#### PROBLEM DETAILS:
Output the data verbatim, with nothing added or dropped.

(Point localization data)
········

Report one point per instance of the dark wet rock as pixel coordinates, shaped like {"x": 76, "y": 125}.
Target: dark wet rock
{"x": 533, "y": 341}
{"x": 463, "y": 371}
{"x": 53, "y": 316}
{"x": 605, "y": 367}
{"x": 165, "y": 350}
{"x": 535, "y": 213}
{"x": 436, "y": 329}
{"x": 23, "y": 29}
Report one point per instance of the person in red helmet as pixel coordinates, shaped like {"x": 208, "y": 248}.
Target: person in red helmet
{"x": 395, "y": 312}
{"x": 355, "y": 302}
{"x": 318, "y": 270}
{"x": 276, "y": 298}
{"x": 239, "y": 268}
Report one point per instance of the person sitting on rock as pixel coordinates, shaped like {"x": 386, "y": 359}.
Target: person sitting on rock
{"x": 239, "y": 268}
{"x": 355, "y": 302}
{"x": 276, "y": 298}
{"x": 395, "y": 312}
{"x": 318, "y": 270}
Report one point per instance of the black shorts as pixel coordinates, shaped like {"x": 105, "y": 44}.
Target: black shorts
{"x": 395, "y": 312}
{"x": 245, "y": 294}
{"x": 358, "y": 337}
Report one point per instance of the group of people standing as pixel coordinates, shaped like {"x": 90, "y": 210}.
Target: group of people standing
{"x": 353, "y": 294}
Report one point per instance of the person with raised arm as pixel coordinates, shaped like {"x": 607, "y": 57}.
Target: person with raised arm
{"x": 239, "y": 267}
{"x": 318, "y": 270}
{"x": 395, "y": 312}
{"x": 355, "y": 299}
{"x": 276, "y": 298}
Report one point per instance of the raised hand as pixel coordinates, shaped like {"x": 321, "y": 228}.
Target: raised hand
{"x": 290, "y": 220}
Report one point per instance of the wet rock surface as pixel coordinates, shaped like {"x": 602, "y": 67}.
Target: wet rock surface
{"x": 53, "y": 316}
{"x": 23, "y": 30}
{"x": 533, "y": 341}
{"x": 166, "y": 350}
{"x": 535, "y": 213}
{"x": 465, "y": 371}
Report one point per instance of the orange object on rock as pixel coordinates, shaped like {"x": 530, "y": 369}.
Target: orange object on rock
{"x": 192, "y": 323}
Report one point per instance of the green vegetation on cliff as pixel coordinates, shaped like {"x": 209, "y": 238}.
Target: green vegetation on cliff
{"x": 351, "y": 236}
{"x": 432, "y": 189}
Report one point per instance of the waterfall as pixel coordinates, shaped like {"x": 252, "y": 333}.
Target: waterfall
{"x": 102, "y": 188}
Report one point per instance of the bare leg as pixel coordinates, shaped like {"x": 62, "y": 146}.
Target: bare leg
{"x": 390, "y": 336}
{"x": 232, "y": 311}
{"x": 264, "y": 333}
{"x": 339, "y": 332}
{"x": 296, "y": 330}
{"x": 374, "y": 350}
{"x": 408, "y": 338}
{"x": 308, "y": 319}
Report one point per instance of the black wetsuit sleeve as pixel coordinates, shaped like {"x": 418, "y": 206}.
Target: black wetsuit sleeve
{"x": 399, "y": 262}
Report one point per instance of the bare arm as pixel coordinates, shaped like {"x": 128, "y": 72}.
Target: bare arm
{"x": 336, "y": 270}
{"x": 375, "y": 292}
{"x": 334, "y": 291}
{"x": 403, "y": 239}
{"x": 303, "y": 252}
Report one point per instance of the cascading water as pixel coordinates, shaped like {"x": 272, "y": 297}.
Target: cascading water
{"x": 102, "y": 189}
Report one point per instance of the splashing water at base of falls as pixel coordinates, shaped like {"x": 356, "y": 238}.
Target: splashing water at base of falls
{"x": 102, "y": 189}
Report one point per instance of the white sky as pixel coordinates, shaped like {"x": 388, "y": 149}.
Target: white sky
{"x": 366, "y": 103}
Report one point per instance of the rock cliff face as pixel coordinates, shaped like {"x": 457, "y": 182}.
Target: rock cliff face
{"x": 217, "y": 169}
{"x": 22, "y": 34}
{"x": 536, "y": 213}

········

#### RESULT OF THIS TASK:
Report one point per instance of the dark wet rock as pixel coordinates, shaped like {"x": 76, "y": 125}.
Target: dark wet rock
{"x": 533, "y": 341}
{"x": 463, "y": 371}
{"x": 53, "y": 316}
{"x": 605, "y": 367}
{"x": 165, "y": 350}
{"x": 535, "y": 213}
{"x": 436, "y": 329}
{"x": 23, "y": 29}
Report one point per instance of the person in red helmet as pixel coordinates, shaped like {"x": 208, "y": 248}.
Target: person in red helmet
{"x": 395, "y": 312}
{"x": 355, "y": 302}
{"x": 318, "y": 270}
{"x": 276, "y": 298}
{"x": 239, "y": 268}
Report one point per instance of the person sitting on rock as pixel coordinates, shaped like {"x": 386, "y": 359}.
Target: person sitting on rock
{"x": 239, "y": 268}
{"x": 355, "y": 302}
{"x": 276, "y": 298}
{"x": 395, "y": 312}
{"x": 318, "y": 270}
Report one point per instance of the black shorts as pixel coordinates, shaped like {"x": 105, "y": 44}.
Target: black shorts
{"x": 395, "y": 312}
{"x": 245, "y": 294}
{"x": 358, "y": 337}
Report one point per instance of the group of people standing as pixel coordinates, shaped like {"x": 90, "y": 210}.
Target: group of people standing
{"x": 353, "y": 294}
Report one point per instance of the person with raised arm as pixel coordinates, shaped like {"x": 607, "y": 57}.
Target: person with raised arm
{"x": 239, "y": 267}
{"x": 318, "y": 270}
{"x": 395, "y": 312}
{"x": 355, "y": 299}
{"x": 276, "y": 298}
Report one point per instance of the raised hand as pixel coordinates, shaped like {"x": 321, "y": 228}.
Target: raised hand
{"x": 290, "y": 220}
Report one point per instance of the wet rock surface as pixel coordinates, shaped like {"x": 602, "y": 67}.
Target: wet rock surface
{"x": 53, "y": 316}
{"x": 23, "y": 30}
{"x": 533, "y": 341}
{"x": 166, "y": 350}
{"x": 535, "y": 213}
{"x": 465, "y": 371}
Report one point per instance of the orange object on rock as pixel coordinates, shaped like {"x": 530, "y": 369}.
Target: orange object on rock
{"x": 192, "y": 323}
Report one point per instance of the green vegetation on cliff as pixel coordinates, shaped like {"x": 209, "y": 238}.
Target: green vegetation on cliff
{"x": 351, "y": 236}
{"x": 432, "y": 189}
Report one point per instance of the waterfall as pixel coordinates, shaped like {"x": 252, "y": 333}.
Target: waterfall
{"x": 102, "y": 188}
Report one point per instance of the bare leg as pixel coordinates, shaped like {"x": 62, "y": 146}.
Target: bare leg
{"x": 390, "y": 336}
{"x": 232, "y": 311}
{"x": 264, "y": 333}
{"x": 339, "y": 332}
{"x": 296, "y": 330}
{"x": 374, "y": 350}
{"x": 408, "y": 338}
{"x": 308, "y": 319}
Report one point per instance of the black wetsuit sleeve as pixel coordinates, shaped like {"x": 418, "y": 206}.
Target: black wetsuit sleeve
{"x": 399, "y": 262}
Report one point per instance of the bare arm as pixel coordinates, shaped like {"x": 128, "y": 72}.
Target: bare arm
{"x": 336, "y": 270}
{"x": 375, "y": 292}
{"x": 334, "y": 291}
{"x": 403, "y": 239}
{"x": 303, "y": 252}
Report one point per instance of the cascading water as pixel coordinates, shaped like {"x": 272, "y": 297}.
Target: cascading water
{"x": 102, "y": 189}
Report one point per instance of the splashing water at base of falls as pixel coordinates, shaped like {"x": 356, "y": 238}.
Target: splashing water at base of falls
{"x": 102, "y": 189}
Report one point per instance of the white sky as pixel coordinates, shaped like {"x": 388, "y": 149}.
Target: white sky
{"x": 366, "y": 103}
Report one point per instance of the rock cliff face as pixel coordinates, shaped like {"x": 457, "y": 182}.
Target: rock cliff face
{"x": 217, "y": 169}
{"x": 22, "y": 34}
{"x": 536, "y": 213}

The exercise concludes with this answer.